- _RECORDS PROVIDED_:
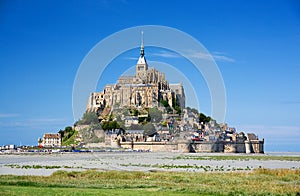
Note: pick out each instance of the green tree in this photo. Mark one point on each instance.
(110, 125)
(155, 115)
(203, 118)
(136, 127)
(89, 118)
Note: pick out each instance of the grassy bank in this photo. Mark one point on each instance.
(261, 181)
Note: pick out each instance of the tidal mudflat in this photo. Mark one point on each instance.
(47, 164)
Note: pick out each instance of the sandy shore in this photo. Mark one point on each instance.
(44, 164)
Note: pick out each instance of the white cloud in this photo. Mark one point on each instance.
(166, 54)
(8, 115)
(217, 56)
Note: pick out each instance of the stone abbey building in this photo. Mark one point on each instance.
(144, 90)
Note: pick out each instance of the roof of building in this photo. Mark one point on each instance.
(52, 136)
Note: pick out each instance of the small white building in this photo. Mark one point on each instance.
(131, 120)
(51, 140)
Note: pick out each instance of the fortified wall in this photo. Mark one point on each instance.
(198, 147)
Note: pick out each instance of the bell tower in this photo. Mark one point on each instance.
(142, 66)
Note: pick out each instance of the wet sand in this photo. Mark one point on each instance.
(133, 161)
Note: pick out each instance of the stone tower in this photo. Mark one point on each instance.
(142, 66)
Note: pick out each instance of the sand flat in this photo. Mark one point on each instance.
(133, 161)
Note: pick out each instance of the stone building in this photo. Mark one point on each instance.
(51, 140)
(146, 89)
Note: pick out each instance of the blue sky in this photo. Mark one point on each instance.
(256, 46)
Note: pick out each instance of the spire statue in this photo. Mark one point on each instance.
(142, 45)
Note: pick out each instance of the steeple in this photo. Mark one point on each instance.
(142, 45)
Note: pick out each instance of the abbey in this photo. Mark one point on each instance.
(144, 90)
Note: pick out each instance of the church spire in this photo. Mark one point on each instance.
(142, 45)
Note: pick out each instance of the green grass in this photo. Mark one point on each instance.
(258, 182)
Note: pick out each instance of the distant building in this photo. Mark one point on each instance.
(50, 140)
(147, 88)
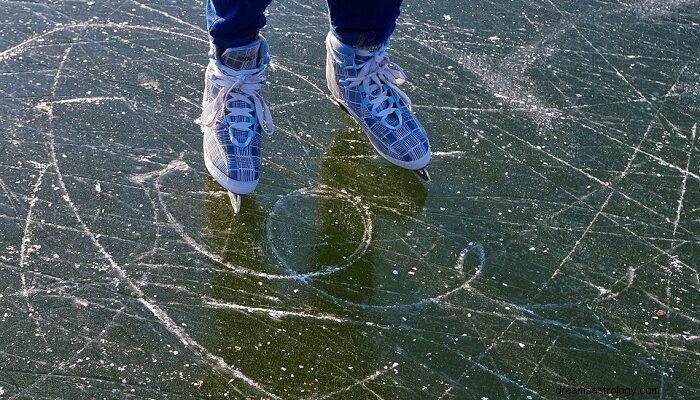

- _WHAT YOU WILL DO_: Beginning with the line with "Note: pick out each instance of the spire", repeat the entries above exactly, up to and including the last line, leaving out pictures.

- _SOLUTION TO THE PROBLEM_:
Note: pick out each instance of the spire statue in this photo. Mark one point on each instance.
(142, 45)
Note: pick out each instance of the steeple in this photo. Mark one point on each instance.
(142, 45)
Note: pick out each instance of the abbey in this photo. Mark one point on each instance.
(144, 90)
Note: pick out each instance of the church spire in this photo. Mark one point on each instance.
(142, 45)
Note: pick out each instance of the green grass in this photo. Mark one point on each instance.
(258, 182)
Note: pick out each instance of the distant building in this photo. Mark one point on each instance.
(50, 140)
(147, 88)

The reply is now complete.